### Provided information
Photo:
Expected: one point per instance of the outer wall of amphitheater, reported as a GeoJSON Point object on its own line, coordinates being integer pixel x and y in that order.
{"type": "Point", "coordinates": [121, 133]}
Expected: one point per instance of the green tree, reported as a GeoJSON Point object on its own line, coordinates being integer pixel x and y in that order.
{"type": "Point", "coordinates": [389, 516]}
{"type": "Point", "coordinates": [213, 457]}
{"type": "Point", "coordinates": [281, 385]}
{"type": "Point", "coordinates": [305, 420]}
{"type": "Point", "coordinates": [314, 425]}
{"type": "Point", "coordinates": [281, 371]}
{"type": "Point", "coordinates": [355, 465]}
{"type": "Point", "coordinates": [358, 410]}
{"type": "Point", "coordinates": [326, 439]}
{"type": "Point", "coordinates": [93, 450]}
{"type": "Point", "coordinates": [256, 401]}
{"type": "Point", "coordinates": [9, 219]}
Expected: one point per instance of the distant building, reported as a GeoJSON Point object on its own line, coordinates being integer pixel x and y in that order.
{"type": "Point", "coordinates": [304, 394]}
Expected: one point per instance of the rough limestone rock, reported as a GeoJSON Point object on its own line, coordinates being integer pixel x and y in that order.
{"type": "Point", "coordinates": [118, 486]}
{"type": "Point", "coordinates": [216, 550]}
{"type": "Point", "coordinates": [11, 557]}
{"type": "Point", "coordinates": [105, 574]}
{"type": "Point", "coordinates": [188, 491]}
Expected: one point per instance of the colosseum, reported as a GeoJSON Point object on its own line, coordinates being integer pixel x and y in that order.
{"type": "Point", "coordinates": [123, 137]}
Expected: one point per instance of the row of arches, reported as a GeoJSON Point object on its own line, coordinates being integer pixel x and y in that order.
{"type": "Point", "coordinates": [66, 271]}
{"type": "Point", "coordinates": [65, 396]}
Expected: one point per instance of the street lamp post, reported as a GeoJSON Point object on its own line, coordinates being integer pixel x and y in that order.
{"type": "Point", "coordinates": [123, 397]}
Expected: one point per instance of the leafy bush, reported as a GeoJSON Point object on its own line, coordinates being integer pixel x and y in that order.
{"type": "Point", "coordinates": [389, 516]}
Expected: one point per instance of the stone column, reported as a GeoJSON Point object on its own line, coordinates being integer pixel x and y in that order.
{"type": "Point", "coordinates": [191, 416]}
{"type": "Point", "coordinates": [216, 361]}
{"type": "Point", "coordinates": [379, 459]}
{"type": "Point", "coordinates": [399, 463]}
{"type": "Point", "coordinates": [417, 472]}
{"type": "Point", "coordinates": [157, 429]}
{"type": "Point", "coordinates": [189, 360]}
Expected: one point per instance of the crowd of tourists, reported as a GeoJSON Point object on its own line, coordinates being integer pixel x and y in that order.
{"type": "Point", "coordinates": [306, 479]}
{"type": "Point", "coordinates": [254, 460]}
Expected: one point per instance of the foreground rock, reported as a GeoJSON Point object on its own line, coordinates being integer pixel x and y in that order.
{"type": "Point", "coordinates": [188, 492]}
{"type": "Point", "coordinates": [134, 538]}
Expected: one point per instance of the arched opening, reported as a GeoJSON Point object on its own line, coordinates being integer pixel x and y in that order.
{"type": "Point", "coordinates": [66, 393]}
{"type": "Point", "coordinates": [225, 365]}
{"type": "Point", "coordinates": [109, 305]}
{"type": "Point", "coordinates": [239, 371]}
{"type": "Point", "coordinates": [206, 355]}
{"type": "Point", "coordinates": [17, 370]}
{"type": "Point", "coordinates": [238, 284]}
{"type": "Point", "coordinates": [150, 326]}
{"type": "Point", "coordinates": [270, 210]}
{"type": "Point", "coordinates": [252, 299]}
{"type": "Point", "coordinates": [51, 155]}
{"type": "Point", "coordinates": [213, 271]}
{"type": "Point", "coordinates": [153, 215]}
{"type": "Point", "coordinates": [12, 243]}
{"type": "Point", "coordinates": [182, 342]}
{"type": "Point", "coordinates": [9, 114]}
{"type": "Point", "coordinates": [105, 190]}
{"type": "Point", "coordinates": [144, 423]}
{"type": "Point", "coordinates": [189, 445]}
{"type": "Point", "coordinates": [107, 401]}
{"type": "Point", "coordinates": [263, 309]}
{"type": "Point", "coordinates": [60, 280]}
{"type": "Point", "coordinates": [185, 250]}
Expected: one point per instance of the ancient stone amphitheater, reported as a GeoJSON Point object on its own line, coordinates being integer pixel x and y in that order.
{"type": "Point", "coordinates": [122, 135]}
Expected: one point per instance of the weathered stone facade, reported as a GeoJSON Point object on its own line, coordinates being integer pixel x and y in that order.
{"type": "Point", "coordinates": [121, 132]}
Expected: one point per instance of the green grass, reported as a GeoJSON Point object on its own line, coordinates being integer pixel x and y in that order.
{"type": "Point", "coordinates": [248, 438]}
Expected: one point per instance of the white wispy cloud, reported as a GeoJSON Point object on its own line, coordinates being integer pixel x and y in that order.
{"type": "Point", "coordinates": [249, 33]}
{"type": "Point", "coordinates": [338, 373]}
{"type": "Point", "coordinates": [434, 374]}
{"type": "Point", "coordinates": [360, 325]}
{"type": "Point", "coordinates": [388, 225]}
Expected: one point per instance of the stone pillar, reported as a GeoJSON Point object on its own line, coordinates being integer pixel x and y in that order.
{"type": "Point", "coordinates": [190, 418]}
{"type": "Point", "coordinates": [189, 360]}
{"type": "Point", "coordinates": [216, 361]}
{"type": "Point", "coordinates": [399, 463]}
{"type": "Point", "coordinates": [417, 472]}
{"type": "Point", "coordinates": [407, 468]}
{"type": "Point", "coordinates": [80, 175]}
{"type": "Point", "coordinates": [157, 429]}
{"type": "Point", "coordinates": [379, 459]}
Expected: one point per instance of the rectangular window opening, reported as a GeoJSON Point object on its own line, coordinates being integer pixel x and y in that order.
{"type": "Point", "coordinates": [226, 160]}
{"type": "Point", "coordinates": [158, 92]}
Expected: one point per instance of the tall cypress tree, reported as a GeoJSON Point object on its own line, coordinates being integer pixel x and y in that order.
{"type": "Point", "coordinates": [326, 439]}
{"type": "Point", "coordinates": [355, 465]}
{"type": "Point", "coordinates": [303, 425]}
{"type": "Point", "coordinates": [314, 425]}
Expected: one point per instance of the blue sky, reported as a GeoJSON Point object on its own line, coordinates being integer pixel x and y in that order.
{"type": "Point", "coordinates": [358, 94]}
######
Aim of the task: Every entry must appear in the answer, reproduced exactly.

Expected answer:
Photo:
Expected: one point per instance of the outer wall of amphitheater, reported as a GeoJSON Point object on its own line, coordinates being integer pixel x and y in that order.
{"type": "Point", "coordinates": [121, 133]}
Expected: one point per instance of the green tree, reported as a GeoJSON Point object on its own line, coordinates being integer pixel x and y in that order.
{"type": "Point", "coordinates": [389, 516]}
{"type": "Point", "coordinates": [213, 457]}
{"type": "Point", "coordinates": [281, 385]}
{"type": "Point", "coordinates": [305, 420]}
{"type": "Point", "coordinates": [314, 425]}
{"type": "Point", "coordinates": [281, 371]}
{"type": "Point", "coordinates": [355, 465]}
{"type": "Point", "coordinates": [358, 410]}
{"type": "Point", "coordinates": [326, 439]}
{"type": "Point", "coordinates": [93, 450]}
{"type": "Point", "coordinates": [256, 401]}
{"type": "Point", "coordinates": [9, 219]}
Expected: one point per instance of the distant building, reported as a GeoJSON Point object on its own line, coordinates being integer pixel x and y in that order.
{"type": "Point", "coordinates": [304, 394]}
Expected: one point per instance of the rough limestone rock, reported as a GeoJSON Point object on its own line, coordinates being integer pixel x and y in that order.
{"type": "Point", "coordinates": [118, 486]}
{"type": "Point", "coordinates": [216, 550]}
{"type": "Point", "coordinates": [11, 557]}
{"type": "Point", "coordinates": [105, 574]}
{"type": "Point", "coordinates": [188, 491]}
Expected: one point per instance of the colosseum, reported as a GeoJSON Point object on its own line, coordinates being integer pixel x and y in that order.
{"type": "Point", "coordinates": [123, 137]}
Expected: one point per instance of the row of arches, reported as a GeoJSON Point object on its own line, coordinates being integer pixel x and y in that order.
{"type": "Point", "coordinates": [66, 271]}
{"type": "Point", "coordinates": [65, 396]}
Expected: one point per instance of the street lamp post, reported as a GeoJSON Point object on its own line, coordinates being integer pixel x and y in that order.
{"type": "Point", "coordinates": [123, 397]}
Expected: one point per instance of the leafy bush, reported as a GeoJSON Point object on its own line, coordinates being integer pixel x and y in that order.
{"type": "Point", "coordinates": [389, 516]}
Expected: one point per instance of the stone column, reported as a GeoJSON Point object on its own line, coordinates being integer pixel x and y in that order.
{"type": "Point", "coordinates": [191, 416]}
{"type": "Point", "coordinates": [216, 361]}
{"type": "Point", "coordinates": [379, 459]}
{"type": "Point", "coordinates": [399, 463]}
{"type": "Point", "coordinates": [417, 472]}
{"type": "Point", "coordinates": [157, 429]}
{"type": "Point", "coordinates": [189, 360]}
Expected: one point per instance of the crowd of tourists, reported as a GeoJSON Point object on its own line, coordinates being integer pixel x and y in that order.
{"type": "Point", "coordinates": [306, 479]}
{"type": "Point", "coordinates": [254, 460]}
Expected: one point per instance of the foreground rock, reported as a GeoJSON Point object on its own line, coordinates being integer pixel x and y in that order.
{"type": "Point", "coordinates": [188, 492]}
{"type": "Point", "coordinates": [134, 538]}
Expected: one point per instance of the arched opening, reported as a GeoJSON Point object on its own line, coordinates being integer pixel x and y in that order.
{"type": "Point", "coordinates": [66, 393]}
{"type": "Point", "coordinates": [225, 365]}
{"type": "Point", "coordinates": [109, 305]}
{"type": "Point", "coordinates": [239, 371]}
{"type": "Point", "coordinates": [206, 355]}
{"type": "Point", "coordinates": [17, 370]}
{"type": "Point", "coordinates": [238, 284]}
{"type": "Point", "coordinates": [150, 326]}
{"type": "Point", "coordinates": [270, 210]}
{"type": "Point", "coordinates": [252, 299]}
{"type": "Point", "coordinates": [51, 155]}
{"type": "Point", "coordinates": [213, 271]}
{"type": "Point", "coordinates": [153, 215]}
{"type": "Point", "coordinates": [12, 243]}
{"type": "Point", "coordinates": [182, 342]}
{"type": "Point", "coordinates": [9, 114]}
{"type": "Point", "coordinates": [105, 190]}
{"type": "Point", "coordinates": [144, 423]}
{"type": "Point", "coordinates": [189, 445]}
{"type": "Point", "coordinates": [107, 401]}
{"type": "Point", "coordinates": [263, 309]}
{"type": "Point", "coordinates": [60, 280]}
{"type": "Point", "coordinates": [185, 250]}
Expected: one point per instance of the ancient stone amphitheater, reported as a GeoJSON Point object on its own line, coordinates being integer pixel x and y in that order.
{"type": "Point", "coordinates": [122, 135]}
Expected: one point per instance of the weathered stone facade, reported as a GeoJSON Point object on its own line, coordinates being integer pixel x and y in that order.
{"type": "Point", "coordinates": [121, 132]}
Expected: one point per instance of the green grass, reported as a GeoJSON Point object on its own line, coordinates being integer pixel x and y in that order.
{"type": "Point", "coordinates": [248, 438]}
Expected: one point per instance of the white wispy cloud, reported as a GeoJSON Point object on its own line, coordinates being integer pixel x and y in that order.
{"type": "Point", "coordinates": [249, 33]}
{"type": "Point", "coordinates": [338, 373]}
{"type": "Point", "coordinates": [434, 374]}
{"type": "Point", "coordinates": [360, 325]}
{"type": "Point", "coordinates": [388, 225]}
Expected: one point per instance of the stone pillar, reported as a GeoJSON Point object on its own line, coordinates being integer pixel x and y in that order.
{"type": "Point", "coordinates": [190, 418]}
{"type": "Point", "coordinates": [189, 360]}
{"type": "Point", "coordinates": [216, 361]}
{"type": "Point", "coordinates": [399, 463]}
{"type": "Point", "coordinates": [417, 472]}
{"type": "Point", "coordinates": [407, 468]}
{"type": "Point", "coordinates": [80, 175]}
{"type": "Point", "coordinates": [157, 429]}
{"type": "Point", "coordinates": [379, 459]}
Expected: one point per instance of the rectangular window opening, reported as a GeoJSON Point object on its own line, coordinates being integer pixel x and y in that order.
{"type": "Point", "coordinates": [226, 160]}
{"type": "Point", "coordinates": [158, 92]}
Expected: one point per instance of the tall cypress tree, reported as a GeoJSON Point object on its own line, coordinates being integer pixel x and y in that order.
{"type": "Point", "coordinates": [326, 439]}
{"type": "Point", "coordinates": [355, 465]}
{"type": "Point", "coordinates": [303, 425]}
{"type": "Point", "coordinates": [314, 425]}
Expected: one point per instance of the blue sky, reported as a GeoJSON Point object on its own line, coordinates being integer pixel x and y in that order.
{"type": "Point", "coordinates": [358, 94]}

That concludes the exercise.